#### [ACTION ITEM]
"Query: pitted brick texture" appears in one line of the records below. Output that line and each one after it, exactly, through the last line.

=== Begin Enclosure ===

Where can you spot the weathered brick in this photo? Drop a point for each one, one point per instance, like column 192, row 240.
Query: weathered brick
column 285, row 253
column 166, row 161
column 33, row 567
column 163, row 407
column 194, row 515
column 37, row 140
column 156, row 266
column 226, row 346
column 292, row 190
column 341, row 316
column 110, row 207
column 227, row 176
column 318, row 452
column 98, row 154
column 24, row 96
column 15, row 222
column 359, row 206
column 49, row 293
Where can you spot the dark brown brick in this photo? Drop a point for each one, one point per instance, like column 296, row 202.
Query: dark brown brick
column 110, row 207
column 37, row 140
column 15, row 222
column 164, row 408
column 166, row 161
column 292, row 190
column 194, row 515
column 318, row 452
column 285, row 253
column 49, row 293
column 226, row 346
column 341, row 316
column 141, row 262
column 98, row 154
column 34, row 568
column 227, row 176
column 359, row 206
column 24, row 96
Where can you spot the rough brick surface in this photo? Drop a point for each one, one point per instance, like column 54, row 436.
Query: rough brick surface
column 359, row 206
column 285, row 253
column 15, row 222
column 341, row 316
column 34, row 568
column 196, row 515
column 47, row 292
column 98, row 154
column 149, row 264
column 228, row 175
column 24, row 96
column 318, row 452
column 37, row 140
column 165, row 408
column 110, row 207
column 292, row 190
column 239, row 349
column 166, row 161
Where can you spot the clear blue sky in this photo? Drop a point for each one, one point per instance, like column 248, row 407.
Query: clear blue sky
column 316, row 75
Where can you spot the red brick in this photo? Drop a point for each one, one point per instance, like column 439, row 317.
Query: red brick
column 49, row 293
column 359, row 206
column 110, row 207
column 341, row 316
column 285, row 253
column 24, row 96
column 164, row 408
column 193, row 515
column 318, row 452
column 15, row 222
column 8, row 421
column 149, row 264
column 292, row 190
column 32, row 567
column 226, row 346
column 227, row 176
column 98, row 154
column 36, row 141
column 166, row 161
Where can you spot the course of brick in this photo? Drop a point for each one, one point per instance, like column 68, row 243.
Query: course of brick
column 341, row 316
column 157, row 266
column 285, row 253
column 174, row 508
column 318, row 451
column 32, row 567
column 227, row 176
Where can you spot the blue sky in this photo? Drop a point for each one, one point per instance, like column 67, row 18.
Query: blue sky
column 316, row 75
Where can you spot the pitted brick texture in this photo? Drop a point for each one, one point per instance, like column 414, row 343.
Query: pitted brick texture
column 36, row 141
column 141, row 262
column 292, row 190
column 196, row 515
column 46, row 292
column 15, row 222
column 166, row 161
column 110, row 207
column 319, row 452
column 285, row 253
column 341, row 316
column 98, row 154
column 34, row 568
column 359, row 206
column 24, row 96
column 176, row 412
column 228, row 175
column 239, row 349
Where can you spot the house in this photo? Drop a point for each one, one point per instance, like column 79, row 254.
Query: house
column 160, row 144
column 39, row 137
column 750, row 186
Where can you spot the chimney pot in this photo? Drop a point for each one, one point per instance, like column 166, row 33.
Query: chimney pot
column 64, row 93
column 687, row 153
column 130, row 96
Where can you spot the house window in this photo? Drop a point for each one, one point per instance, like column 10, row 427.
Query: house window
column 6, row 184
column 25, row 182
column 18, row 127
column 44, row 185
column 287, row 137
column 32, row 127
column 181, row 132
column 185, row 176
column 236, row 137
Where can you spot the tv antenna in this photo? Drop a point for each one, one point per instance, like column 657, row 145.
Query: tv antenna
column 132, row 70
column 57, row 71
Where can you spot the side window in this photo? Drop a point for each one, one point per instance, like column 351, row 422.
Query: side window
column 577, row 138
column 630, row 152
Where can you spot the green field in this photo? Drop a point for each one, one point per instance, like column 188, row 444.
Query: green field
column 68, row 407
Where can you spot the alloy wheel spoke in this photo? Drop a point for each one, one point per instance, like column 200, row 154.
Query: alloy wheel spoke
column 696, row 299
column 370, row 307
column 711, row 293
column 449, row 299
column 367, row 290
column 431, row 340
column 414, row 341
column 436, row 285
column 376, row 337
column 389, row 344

=== End Enclosure ===

#### [ANSWER SPACE]
Query: pitted brick texture
column 36, row 141
column 141, row 262
column 292, row 190
column 196, row 515
column 46, row 292
column 15, row 222
column 166, row 161
column 110, row 207
column 319, row 452
column 285, row 253
column 341, row 316
column 98, row 154
column 34, row 568
column 359, row 206
column 24, row 96
column 176, row 412
column 228, row 175
column 239, row 349
Where can you spot the house in this photo? Drop a point for each one, one point per instance, like column 79, row 254.
Query: house
column 160, row 144
column 39, row 137
column 750, row 186
Where can you spot the chimney pot in this photo? Drop a point for each one, one point per instance, like column 166, row 33.
Query: chimney pot
column 64, row 93
column 687, row 153
column 130, row 96
Where can you spot the house window in this photo? Drop a point for each one, one point per instance, like column 10, row 427.
Query: house window
column 6, row 184
column 25, row 182
column 18, row 127
column 44, row 185
column 287, row 137
column 32, row 127
column 181, row 132
column 185, row 176
column 236, row 137
Where can you spot the tv antenna in this photo? Drop a point for each one, one point per instance, like column 657, row 145.
Query: tv antenna
column 132, row 70
column 57, row 71
Where can you spot the side window in this photo? Drop a point for each one, one point per instance, like column 351, row 422.
Query: side window
column 577, row 138
column 630, row 152
Where can you spot the green field in this photo? Drop a point for each one, one point per instance, like column 188, row 444.
Query: green field
column 68, row 407
Where can you spot the alloy wheel spoke in this photo? Drop a point for each one, one point per instance, like column 200, row 154.
Query: alloy wheel spoke
column 696, row 299
column 370, row 307
column 711, row 293
column 449, row 299
column 367, row 290
column 431, row 340
column 414, row 341
column 436, row 285
column 376, row 337
column 389, row 344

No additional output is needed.